KUTIPAN TEKS:
Orang-Orang yang Tidak
Diwajibkan Berpuasa
1.
Musafir
Musafir adalah orang yang melakukan perjalanan jauh sejauh
jarak (yang dianggap) safar. Jarak safar
menurut madzhab yang paling kuat (rajih) adalah jarak yang dianggap oleh adat
atau masyarakat setempat sebagai safar (Majmu’ Fataawaa, 34/40-50,
19/243). Orang yang melakukan safar
boleh untuk tidak berpuasa sebagaimana firman Allah ta’ala :
فَمَن
كَانَ مِنكُم مّرِيضاً أَوْ عَلَىَ سَفَرٍ فَعِدّةٌ مّنْ أَيّامٍ أُخَرَ
“Barangsiapa di antara kalian ada yang sakit atau dalam
perjalanan (lalu ia berbuka), maka (ia wajib mengganti) sejumlah hari yang ia
tinggalkan pada hari-hari lain” (QS. Al-Baqarah : 184).

TUGAS YANG DIMINTA:
[a] Menurut kutipan teks di atas, jarak safar menurut madzhab yang paling kuat ditentukan oleh apa?
[b] Apakah setiap pernyataan ini sesuai dengan kutipan teks di atas? Jawab ya atau tidak, lalu kutip kata-kata penentunya dari teks tanpa diubah: (i) Musafir adalah orang yang melakukan perjalanan jauh. (ii) Orang yang melakukan safar tetap wajib berpuasa. (iii) Ayat yang dikutip berasal dari QS. Al-Baqarah ayat 185.

DATA TERCATAT:
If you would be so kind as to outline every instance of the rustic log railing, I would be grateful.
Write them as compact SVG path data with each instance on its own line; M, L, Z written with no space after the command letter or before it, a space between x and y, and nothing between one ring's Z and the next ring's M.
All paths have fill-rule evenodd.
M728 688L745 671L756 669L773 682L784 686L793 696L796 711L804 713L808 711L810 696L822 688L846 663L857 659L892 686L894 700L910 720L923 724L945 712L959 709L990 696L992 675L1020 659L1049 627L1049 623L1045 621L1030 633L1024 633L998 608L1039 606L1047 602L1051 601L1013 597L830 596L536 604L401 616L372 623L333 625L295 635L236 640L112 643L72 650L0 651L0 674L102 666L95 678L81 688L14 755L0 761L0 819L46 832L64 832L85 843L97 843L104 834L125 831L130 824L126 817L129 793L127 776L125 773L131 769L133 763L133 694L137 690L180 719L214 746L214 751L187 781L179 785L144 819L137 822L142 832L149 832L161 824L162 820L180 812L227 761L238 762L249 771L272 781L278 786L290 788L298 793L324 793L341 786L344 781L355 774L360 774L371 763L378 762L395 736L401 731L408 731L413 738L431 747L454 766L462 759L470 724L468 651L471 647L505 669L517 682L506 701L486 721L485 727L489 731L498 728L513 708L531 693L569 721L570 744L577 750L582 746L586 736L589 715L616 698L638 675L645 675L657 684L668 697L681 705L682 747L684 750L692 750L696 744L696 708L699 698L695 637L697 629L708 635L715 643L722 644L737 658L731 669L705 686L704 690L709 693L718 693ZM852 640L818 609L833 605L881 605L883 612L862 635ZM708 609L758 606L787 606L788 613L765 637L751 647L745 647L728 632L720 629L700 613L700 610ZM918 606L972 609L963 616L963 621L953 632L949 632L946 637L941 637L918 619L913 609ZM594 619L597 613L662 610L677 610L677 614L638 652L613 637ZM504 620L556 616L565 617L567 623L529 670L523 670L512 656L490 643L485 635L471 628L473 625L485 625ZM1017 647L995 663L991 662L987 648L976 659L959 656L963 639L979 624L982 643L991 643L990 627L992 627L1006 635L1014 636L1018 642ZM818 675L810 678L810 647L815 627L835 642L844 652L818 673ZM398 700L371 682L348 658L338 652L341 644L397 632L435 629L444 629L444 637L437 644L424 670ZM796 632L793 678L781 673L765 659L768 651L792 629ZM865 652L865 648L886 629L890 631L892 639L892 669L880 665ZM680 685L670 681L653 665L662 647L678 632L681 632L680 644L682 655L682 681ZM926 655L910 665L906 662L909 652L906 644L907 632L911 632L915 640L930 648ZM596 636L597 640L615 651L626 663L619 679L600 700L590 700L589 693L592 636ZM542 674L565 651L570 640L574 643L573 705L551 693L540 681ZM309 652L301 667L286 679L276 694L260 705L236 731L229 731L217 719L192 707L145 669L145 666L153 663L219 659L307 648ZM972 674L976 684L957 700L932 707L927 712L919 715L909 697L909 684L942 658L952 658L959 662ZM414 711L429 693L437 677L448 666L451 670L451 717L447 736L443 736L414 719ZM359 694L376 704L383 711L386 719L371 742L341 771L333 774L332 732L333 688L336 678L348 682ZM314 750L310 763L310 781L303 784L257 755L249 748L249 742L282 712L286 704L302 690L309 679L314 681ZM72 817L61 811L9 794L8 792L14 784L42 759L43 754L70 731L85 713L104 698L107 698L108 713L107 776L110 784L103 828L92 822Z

JAWABAN TUGAS:
[a] Oleh anggapan adat atau masyarakat setempat tentang jarak yang dianggap sebagai safar.

[b]
(i) Ya: "orang yang melakukan perjalanan jauh"
(ii) Tidak: "boleh untuk tidak berpuasa"
(iii) Tidak: "QS. Al-Baqarah : 184"